## What to produce
Count the lines in the items below that contain the string "inner", treating uppercase and lowercase letters as different, and reply with the number alone.

.....

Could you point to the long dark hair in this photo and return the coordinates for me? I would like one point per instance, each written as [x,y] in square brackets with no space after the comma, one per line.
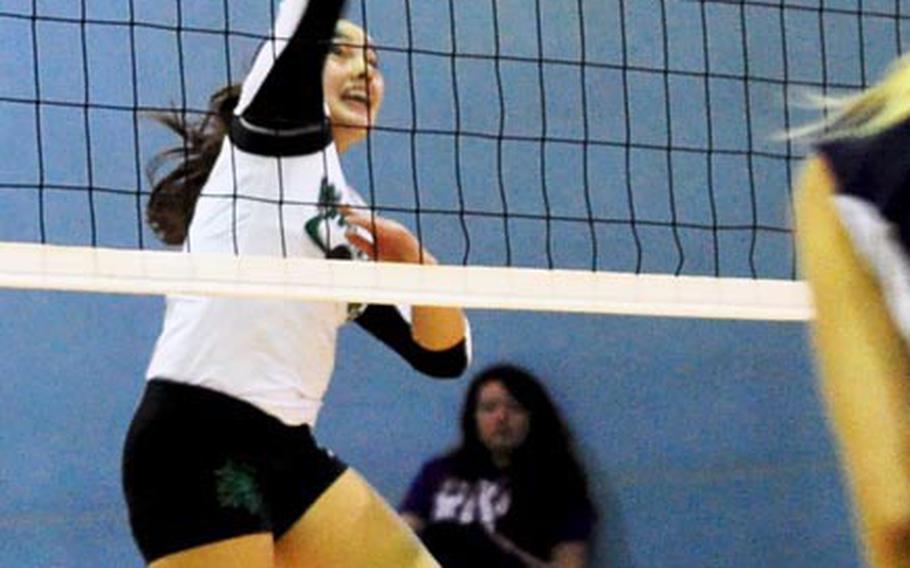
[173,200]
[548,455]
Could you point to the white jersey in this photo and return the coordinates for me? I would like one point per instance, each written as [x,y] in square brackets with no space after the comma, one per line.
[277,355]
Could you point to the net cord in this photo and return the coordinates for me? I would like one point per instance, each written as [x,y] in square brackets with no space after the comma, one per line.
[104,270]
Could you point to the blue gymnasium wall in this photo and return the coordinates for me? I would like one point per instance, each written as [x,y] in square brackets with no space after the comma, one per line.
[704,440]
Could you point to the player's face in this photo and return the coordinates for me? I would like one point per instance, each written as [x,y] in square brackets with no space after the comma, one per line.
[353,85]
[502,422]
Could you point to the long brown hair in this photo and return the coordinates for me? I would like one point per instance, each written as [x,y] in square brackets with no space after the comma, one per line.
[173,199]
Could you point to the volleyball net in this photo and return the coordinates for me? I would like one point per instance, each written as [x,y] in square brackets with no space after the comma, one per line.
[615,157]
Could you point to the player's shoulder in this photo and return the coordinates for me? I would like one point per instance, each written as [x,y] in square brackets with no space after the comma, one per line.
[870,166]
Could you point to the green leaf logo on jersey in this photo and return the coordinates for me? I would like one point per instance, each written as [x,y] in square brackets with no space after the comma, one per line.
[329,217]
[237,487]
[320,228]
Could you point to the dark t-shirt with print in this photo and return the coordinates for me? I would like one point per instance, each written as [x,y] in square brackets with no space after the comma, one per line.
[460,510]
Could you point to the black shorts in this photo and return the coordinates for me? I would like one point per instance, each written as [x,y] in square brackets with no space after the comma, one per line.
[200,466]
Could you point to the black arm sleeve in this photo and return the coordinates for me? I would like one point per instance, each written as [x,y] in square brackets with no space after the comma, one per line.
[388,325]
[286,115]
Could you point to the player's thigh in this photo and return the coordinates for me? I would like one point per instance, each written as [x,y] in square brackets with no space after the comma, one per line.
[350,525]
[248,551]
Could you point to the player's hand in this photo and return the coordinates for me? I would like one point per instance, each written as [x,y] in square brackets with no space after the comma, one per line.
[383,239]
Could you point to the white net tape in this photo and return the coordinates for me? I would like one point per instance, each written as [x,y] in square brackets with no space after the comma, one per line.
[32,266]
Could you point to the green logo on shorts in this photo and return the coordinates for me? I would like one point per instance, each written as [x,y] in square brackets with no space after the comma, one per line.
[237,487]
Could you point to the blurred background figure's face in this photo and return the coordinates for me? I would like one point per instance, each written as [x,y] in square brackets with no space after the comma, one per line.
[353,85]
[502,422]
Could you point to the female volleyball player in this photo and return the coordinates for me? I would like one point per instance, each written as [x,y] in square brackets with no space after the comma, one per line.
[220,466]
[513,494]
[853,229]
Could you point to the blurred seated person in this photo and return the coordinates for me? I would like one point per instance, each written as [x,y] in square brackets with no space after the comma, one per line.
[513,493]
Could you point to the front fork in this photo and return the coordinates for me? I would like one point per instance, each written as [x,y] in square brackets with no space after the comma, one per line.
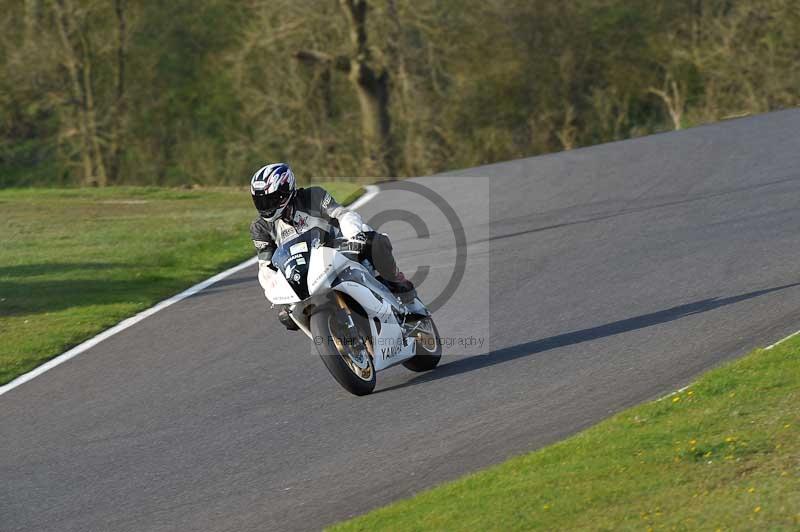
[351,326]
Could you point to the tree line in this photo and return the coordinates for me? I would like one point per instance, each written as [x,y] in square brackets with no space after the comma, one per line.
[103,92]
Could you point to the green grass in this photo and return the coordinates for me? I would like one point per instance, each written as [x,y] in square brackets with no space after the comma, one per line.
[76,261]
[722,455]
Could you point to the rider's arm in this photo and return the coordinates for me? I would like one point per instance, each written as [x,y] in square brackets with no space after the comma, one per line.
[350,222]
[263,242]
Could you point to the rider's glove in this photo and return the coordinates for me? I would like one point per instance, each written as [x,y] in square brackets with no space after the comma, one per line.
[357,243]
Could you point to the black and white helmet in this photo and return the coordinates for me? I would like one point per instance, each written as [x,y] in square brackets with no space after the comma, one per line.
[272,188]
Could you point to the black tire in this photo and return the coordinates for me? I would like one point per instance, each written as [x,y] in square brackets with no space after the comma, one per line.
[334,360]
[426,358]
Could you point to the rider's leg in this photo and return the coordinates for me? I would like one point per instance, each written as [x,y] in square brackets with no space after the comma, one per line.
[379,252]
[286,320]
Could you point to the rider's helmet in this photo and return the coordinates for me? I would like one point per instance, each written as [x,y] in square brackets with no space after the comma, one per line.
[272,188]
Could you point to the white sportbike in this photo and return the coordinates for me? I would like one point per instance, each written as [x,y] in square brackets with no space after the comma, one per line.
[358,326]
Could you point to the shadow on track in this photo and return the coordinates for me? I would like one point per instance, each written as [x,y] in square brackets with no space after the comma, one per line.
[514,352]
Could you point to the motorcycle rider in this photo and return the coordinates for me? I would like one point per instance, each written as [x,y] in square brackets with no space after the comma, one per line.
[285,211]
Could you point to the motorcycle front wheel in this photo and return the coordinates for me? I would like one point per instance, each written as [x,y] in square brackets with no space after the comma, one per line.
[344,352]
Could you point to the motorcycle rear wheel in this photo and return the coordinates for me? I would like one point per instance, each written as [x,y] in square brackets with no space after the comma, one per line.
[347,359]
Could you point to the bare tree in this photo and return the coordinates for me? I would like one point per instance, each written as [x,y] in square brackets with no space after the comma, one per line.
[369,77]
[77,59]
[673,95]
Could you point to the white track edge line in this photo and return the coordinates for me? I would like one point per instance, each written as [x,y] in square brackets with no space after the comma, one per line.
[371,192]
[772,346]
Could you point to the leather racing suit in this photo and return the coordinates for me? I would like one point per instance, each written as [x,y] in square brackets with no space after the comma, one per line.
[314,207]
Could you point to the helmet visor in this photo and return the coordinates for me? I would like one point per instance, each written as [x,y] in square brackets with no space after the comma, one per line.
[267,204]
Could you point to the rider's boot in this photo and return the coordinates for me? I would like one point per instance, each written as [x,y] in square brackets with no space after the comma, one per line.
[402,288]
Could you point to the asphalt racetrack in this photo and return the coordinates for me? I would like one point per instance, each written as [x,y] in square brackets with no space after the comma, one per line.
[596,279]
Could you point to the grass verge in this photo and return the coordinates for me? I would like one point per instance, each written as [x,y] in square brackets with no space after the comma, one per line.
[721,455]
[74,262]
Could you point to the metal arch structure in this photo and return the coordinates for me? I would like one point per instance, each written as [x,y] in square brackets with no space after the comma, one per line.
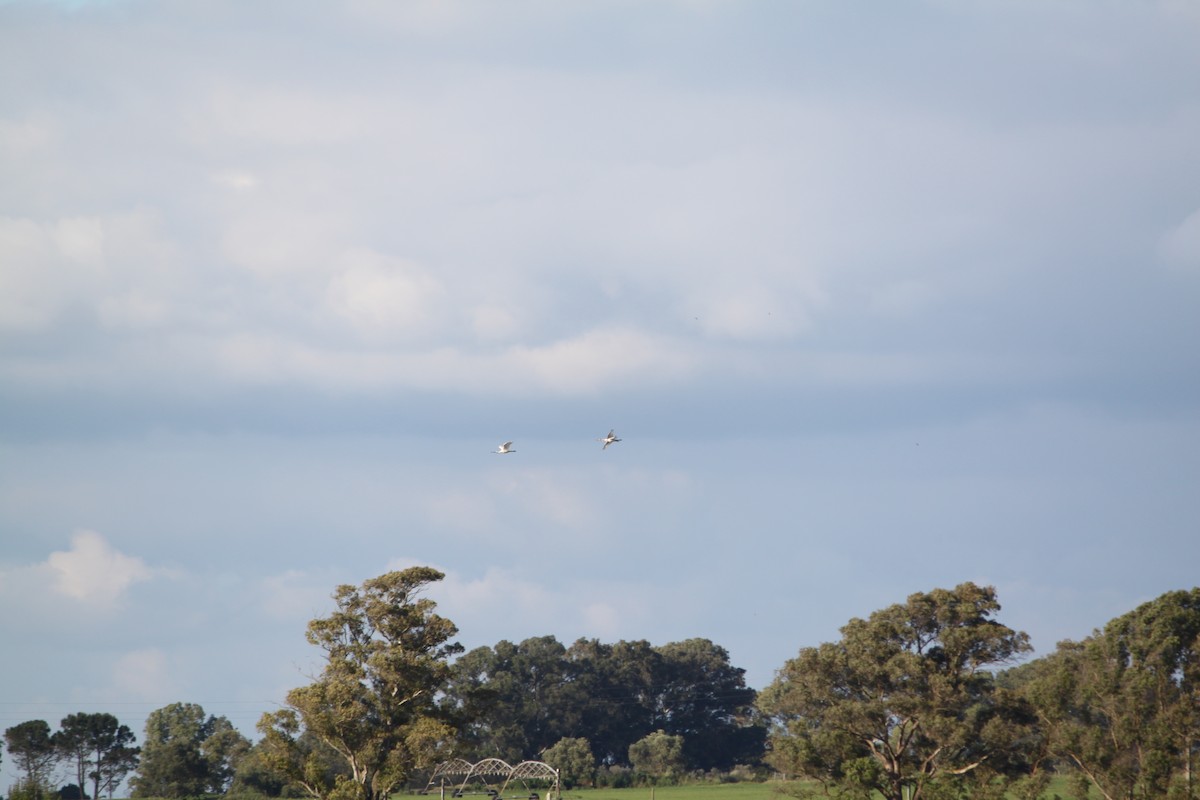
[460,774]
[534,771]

.....

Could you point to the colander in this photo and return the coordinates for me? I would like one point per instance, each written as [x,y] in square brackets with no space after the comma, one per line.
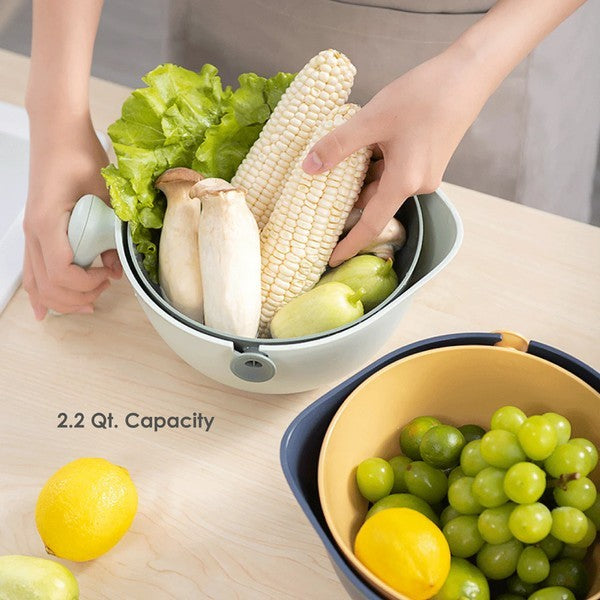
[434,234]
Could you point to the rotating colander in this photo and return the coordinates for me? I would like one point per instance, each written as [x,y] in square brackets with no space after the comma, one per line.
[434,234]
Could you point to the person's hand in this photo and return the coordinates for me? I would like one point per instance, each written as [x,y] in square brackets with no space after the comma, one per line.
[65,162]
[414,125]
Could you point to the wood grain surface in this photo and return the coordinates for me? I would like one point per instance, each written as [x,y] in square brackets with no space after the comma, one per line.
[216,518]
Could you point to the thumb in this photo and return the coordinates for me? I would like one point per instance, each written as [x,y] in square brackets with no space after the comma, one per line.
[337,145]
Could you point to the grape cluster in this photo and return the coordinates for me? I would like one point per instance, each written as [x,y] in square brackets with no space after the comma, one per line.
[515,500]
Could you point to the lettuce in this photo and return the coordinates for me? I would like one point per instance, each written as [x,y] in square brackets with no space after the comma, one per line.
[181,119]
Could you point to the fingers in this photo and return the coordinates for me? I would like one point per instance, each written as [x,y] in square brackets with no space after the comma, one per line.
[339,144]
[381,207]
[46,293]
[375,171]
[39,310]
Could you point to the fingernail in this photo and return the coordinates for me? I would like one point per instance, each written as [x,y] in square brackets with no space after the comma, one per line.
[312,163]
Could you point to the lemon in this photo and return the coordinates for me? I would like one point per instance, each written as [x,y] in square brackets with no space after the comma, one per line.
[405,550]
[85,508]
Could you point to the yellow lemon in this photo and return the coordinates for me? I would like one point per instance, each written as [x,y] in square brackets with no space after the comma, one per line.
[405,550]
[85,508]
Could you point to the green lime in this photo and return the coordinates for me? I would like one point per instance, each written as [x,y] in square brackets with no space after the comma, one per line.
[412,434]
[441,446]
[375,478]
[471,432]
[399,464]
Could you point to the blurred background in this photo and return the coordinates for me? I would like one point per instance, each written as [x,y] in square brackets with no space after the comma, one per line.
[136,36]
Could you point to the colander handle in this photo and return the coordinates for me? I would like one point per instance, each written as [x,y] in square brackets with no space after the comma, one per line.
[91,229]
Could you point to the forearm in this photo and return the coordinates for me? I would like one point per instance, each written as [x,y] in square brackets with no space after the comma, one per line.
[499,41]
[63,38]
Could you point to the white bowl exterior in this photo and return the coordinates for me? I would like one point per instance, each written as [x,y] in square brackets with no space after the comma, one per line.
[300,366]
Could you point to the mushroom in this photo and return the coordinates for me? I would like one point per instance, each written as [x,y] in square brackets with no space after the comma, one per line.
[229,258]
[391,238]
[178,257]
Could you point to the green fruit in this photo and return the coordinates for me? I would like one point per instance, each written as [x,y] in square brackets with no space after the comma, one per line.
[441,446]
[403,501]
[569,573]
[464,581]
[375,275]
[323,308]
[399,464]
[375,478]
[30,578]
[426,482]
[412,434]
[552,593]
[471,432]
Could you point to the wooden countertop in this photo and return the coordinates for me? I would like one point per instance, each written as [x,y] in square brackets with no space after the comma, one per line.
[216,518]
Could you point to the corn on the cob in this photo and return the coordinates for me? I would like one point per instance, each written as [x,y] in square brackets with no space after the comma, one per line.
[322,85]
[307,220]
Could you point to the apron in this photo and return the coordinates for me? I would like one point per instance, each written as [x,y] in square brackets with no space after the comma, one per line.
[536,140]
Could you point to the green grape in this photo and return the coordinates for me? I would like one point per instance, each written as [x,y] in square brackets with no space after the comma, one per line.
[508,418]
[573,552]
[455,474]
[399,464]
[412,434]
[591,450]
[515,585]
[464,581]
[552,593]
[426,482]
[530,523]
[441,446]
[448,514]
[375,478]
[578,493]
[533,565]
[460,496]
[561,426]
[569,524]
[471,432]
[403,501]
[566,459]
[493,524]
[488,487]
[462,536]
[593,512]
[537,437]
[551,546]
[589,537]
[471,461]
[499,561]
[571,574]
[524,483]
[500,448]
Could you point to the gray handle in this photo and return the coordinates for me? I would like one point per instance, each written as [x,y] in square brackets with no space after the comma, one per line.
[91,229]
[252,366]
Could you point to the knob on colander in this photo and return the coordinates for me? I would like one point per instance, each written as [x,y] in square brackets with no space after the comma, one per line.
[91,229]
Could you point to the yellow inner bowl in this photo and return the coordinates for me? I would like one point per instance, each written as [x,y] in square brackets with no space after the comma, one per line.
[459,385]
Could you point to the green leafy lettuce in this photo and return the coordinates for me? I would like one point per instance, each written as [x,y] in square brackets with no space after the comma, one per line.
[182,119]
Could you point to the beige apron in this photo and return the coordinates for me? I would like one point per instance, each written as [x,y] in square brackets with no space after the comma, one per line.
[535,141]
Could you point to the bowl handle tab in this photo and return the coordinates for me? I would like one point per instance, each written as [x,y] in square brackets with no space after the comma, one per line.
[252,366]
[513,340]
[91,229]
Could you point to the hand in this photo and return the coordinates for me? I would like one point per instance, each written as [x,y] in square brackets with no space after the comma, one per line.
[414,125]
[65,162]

.....

## Full answer
1